## Requests
[A] Answer these questions from the article on the Prince Edward County EMS District hearing.
(i) According to Dallas Tinsley, how many times more likely is the average citizen in Prince Edward County to dial 911 for rescue than for fire?
(ii) When did Bartlett say the ordinance would go into effect?
(iii) What amount per household did Gordon Johnson say raising $300,000 a year would equal?
[B] Carry on the article about the Prince Edward County EMS District hearing, beginning after its final sentence.

## Reading text
--------

Darlington Heights Volunteer Fire Department Chief Dallas Tinsley was also among the 10 people speaking in favor of the EMS District. He highlighted the modern difficulty of replacing emergency vehicles.
“Over the years the cost has more than doubled, and anything that the board can do to help these people do their job I’m fully in favor of,” he said, referring to the many EMS workers in attendance at the hearing. “The fire departments depend on them any time we have an emergency, to respond, to take care of the injured folks, and recently we’ve had firefighters overheated fighting fires, and they were right there to take them.”
He later added, “I don’t want to downplay the fire department’s responsibility in the county, but the average citizen in Prince Edward County is 25 times more likely to dial 911 because they need rescue than they do for fire. So anything that you can do to help them with that, to help the county maintain and keep better service, we support it at Darlington Heights, and I personally support it.”
After the public hearing was closed a motion to adopt the ordinance was made and seconded, Cooper-Jones called for discussion before the vote.
“I want you to make a statement and tell the public what we’re voting on,” she said.
Bartlett said, “I can read the ordinance if you want. What is being voted on is to create a county ordinance that would establish an EMS service district. It’s fairly short, so I’ll read all three sections to you.”
“When does it go in effect?” Cooper-Jones asked after the reading.
Bartlett replied, “It would be effective immediately upon passage.”
Following the 7-1 vote came the public hearing regarding the EMS District levies during which three people spoke in opposition to the levies.
The first speaker was Gordon Johnson, of Prospect, who noted he was a resident, business owner, entrepreneur and area farmer.
“First, let me state that I’m a supporter of our rescue squad, fire department and police departments,” he said. “I believe each and every one of these groups should be fully funded by our localities and supported by our local citizens. I understand the rescue squad needs additional funding, but I think there’s a more equitable and fair way of assessing that additional cost to our county’s citizens than the proposed property tax increase.
“(The) rescue squad provides equal services to all households in Prince Edward, therefore the increase in cost should be equally divided by the citizens of this county,” he continued. “With 7,800-plus households in Prince Edward County, to raise $300,000 a year for the rescue squad would equal $40 per household, which would be a more-than-fair distribution of cost, which I find more fair than penalizing those homeowners, property owners and businesses in the county who choose or by necessity have to have personal property or multiple pieces of property.”
“I’m not opposed to dedicated support and funding for the rescue squad, but I am opposed to unfair tax increase,” he continued. “I believe a flat household rate is more than affordable at around $3.35 a month per household. I know oftentimes meetings like this are a formality for the rubber stamp, but instead of rushing to approve this tax rate, which is unequal, please take some time and find a way to collect a fee or tax which is fair and equal to each and every citizen of our county. The rescue squad could certainly use your help.”

--------

Image point annotation entries

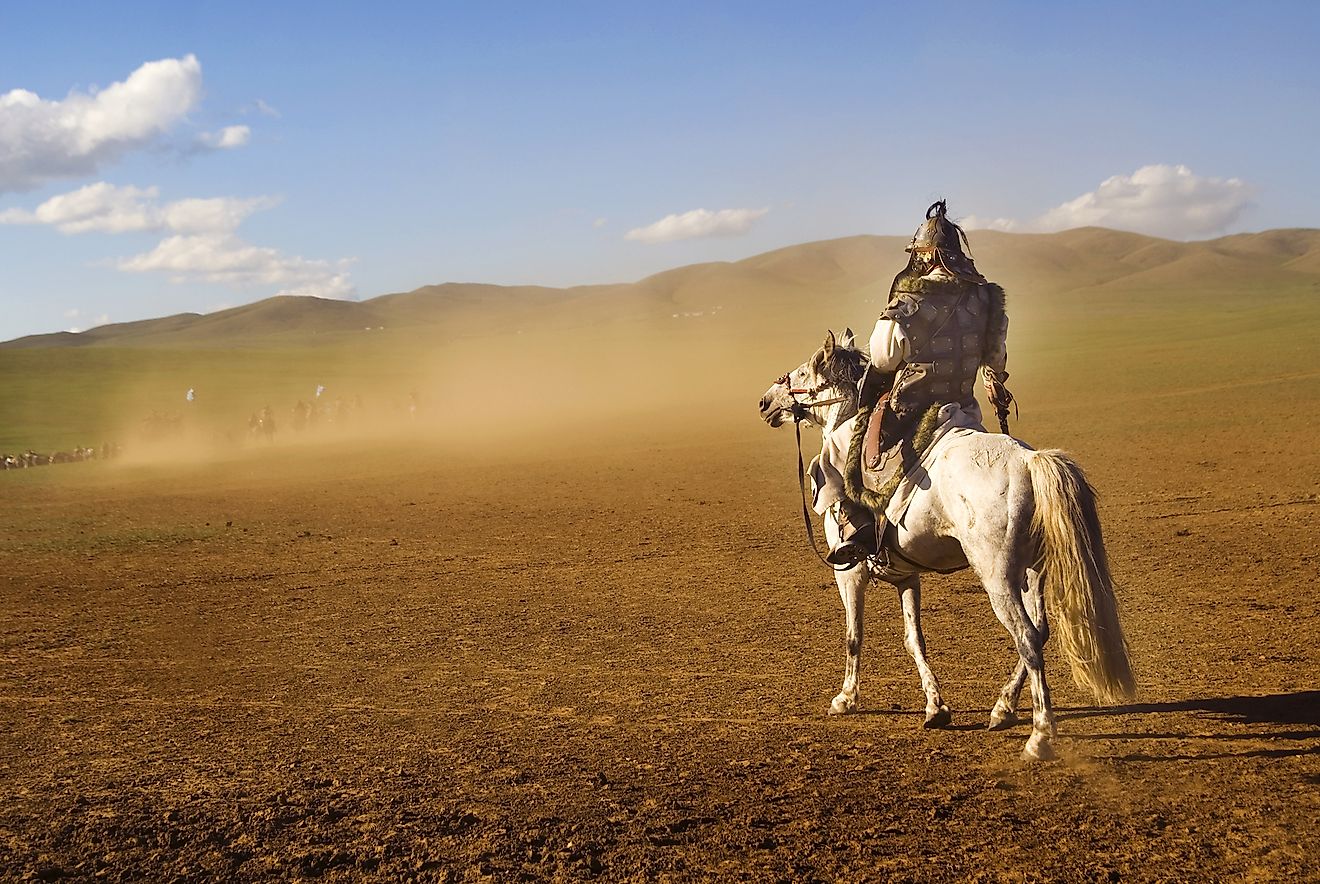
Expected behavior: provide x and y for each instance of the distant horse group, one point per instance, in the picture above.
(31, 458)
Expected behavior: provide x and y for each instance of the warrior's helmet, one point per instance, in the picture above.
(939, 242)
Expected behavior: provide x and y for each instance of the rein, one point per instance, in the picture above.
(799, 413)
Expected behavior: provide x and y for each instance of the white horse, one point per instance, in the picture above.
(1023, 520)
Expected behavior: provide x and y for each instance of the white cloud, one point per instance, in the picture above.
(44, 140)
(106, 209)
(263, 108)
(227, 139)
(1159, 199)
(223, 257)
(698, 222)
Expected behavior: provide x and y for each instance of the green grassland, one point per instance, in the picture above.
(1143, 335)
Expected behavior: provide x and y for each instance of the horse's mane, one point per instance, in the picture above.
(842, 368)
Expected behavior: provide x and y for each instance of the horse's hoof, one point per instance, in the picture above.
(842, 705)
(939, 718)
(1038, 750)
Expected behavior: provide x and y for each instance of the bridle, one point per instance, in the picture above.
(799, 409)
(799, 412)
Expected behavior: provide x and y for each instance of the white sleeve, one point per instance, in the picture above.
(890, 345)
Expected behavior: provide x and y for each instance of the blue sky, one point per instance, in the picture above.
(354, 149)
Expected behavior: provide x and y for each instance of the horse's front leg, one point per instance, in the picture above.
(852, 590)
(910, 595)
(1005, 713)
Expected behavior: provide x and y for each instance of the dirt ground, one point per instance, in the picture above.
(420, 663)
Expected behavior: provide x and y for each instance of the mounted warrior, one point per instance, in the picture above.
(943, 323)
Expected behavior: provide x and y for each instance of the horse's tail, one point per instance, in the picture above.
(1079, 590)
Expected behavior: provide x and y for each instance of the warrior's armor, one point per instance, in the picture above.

--------

## In response
[A]
(i) 25 times more likely.
(ii) Immediately upon passage.
(iii) $40 per household.

[B]
Bartlett responded by saying that the Code of Virginia does not allow what Johnson was suggesting but rather allows only a levy on real estate and personal property.
“When I read the county’s ordinance, that was almost verbatim from the Code of Virginia,” Bartlett said. “Because we are a Dillon Rule state, we — ‘we’ being the local government, any local government — are only allowed to do directly what’s allowed in the Code of Virginia. The Code of Virginia on the EMS Service District does not allow any other form of fee or license to be collected, so that is why there is an assessment on the real and personal property.”
As noted on VirginiaPlaces.org, “the Dillon Rule, which the Virginia Supreme Court adopted in 1896, is a legal principle that local governments have limited authority and can pass ordinances only in areas where the General Assembly … has granted clear authority.”
Joyce Eggleston spoke next during the public hearing.
“I have lived in Prince Edward County the entire 61 years of my life,” she said. “My father was a charter member of the rescue squad, my uncle was a lifetime member of the rescue squad, and I am all in favor of the rescue squad. I make a generous donation to the rescue squad every year and try to support them, but I am tired of being taxed to death on my properties and my personal property.
“They put in the paper that everybody pays taxes — I don’t agree with that,” she continued. “There are people that rent, there are people that don’t have cars. There’s some other way we need to find out to get the money that the squad needs without constantly, constantly taxing us on everything that we’ve got. It’s just getting way out of hand. And I ask you to try to find some other way to help the squad out and not put the burden on the people that are already paying. I’m paying thousands of dollars in taxes to Prince Edward County, so it’s not going to be a $20 increase for me. It’s going to be hundreds of dollars of increase for me, and I’m just asking you to table this till you can find some other way to find this money.”
The last speaker in opposition was Ken Cook, of the Prospect District.
“Just to add to what Joyce and Mr. Johnson had said, I know what Mr. Bartlett had said was about the laws that govern how y’all can collect money and how y’all can collect levies and things like that, so you have to abide by the law,” he said. “I do support the rescue squad and the fire department. I was a member of the volunteer fire department in Prospect for years. I was a police officer for several years.”
He explained how this gave him a firsthand look at the wonderful job the rescue squad does.
“According to the tax thing, as Joyce was saying, everybody doesn’t pay, because according to the statistics I have here, and this comes from the U.S. Census Bureau … 65 percent of the people in Prince Edward County pay 100 percent of the real estate taxes,” he said. “That means 35 percent of the people in Prince Edward County do not pay any real estate taxes at all. I know that 100 percent of the people in the county that own personal property have to pay. … I’d just invite the board to look at a way that they could get the 35 percent that don’t pay anything in real estate taxes to … also participate in our county to pay their share of the taxes.”
Farmville 701 District Supervisor and Board Chairman Jim Wilck noted that initially, the thought had been for the board to approve a 2-cent tax increase on real estate.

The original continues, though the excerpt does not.